### Exercice
Dans le texte ci-dessous sur le fait de prendre soin, recopiez à l'identique tout le passage qui va de « Prendre soin suppose » jusqu'à « les techniques apprises. ».

### Texte du document
Prendre soin suppose une autre dimension : c’est ajouter aux connaissances que nous avons sur les personnes, un savoir-être, une habileté pour nous permettre d’intervenir chez telle personne, dans sa situation unique. Prendre soin, c’est ajouter une valeur à la relation avec un autre être humain. Il ne s’agit pas de s’adresser à un « corps-objet » : cela ne se réduit pas à exécuter les tâches qui incombent au professionnel selon les termes de son contrat, selon les techniques apprises.
Chaque professionnel entre en relation avec un « corps-sujet », en portant son attention à l’autre. « Il s’agit bien de toutes les petites choses de la vie, celles qui, pour une personne donnée, en éclairent le sens et comptent pour elle. L’attention à « ces petites choses » manifeste le souci du professionnel à l‘égard de l’autre, dans son existence » (W. Hesbeen, Prendre soin à l’hôpital, Ed. Masson). Prendre soin, c’est accompagner l’autre au quotidien, être prêt à le rencontrer dans sa globalité et sa singularité. Prendre soin, c’est entrer en relation avec le patient à l’occasion de sa toilette, d’un pansement, d’un repas, faire quelques pas dans le couloir avec le résident, c’est une main posée sur l’épaule, un sourire, c’est installer le patient confortablement…
Prendre soin de soi pour prendre soin des autres. Bien se connaître, accepter ses limites, apprendre à gérer ses émotions est important pour entrer en relation nos clients/patients. Y a-t-il de l’agressivité dans les soins ? Si nous n’y prenons garde, oui, bien sûr. D’où l’importance d’anticiper, et d’instaurer un climat de confiance. Plusieurs éléments sont importants, voire indissociables : témoignons de la chaleur humaine envers la personne soignée, écoutons-le dans ses inquiétudes, sa solitude, sa souffrance. Il incombe également au soignant de montrer de la disponibilité pour la personne soignée « je suis présent, je suis là pour vous ». Si le temps nous manque, expliquons-le à la personne : elle comprendra que nous avons d’autres priorités, mais que nous allons revenir vers elle ; à ce moment-là, nous lui offrirons un espace-temps pour elle. Ce moment n’en sera que plus riche pour tous les deux.

### Données
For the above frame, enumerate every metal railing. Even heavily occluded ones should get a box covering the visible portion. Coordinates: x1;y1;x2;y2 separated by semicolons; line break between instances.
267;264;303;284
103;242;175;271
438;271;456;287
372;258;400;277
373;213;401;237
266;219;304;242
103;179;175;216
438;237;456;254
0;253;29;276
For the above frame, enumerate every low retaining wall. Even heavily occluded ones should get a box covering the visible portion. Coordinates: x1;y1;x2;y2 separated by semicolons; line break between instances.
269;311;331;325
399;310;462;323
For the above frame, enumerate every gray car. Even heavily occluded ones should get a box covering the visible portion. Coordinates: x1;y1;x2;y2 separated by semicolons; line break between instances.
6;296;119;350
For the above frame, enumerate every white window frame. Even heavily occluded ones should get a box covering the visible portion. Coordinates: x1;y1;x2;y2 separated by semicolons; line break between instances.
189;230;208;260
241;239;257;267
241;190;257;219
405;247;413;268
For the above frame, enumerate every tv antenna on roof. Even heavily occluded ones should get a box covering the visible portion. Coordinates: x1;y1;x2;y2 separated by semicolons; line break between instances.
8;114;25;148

### Corrigé
Prendre soin suppose une autre dimension : c’est ajouter aux connaissances que nous avons sur les personnes, un savoir-être, une habileté pour nous permettre d’intervenir chez telle personne, dans sa situation unique. Prendre soin, c’est ajouter une valeur à la relation avec un autre être humain. Il ne s’agit pas de s’adresser à un « corps-objet » : cela ne se réduit pas à exécuter les tâches qui incombent au professionnel selon les termes de son contrat, selon les techniques apprises.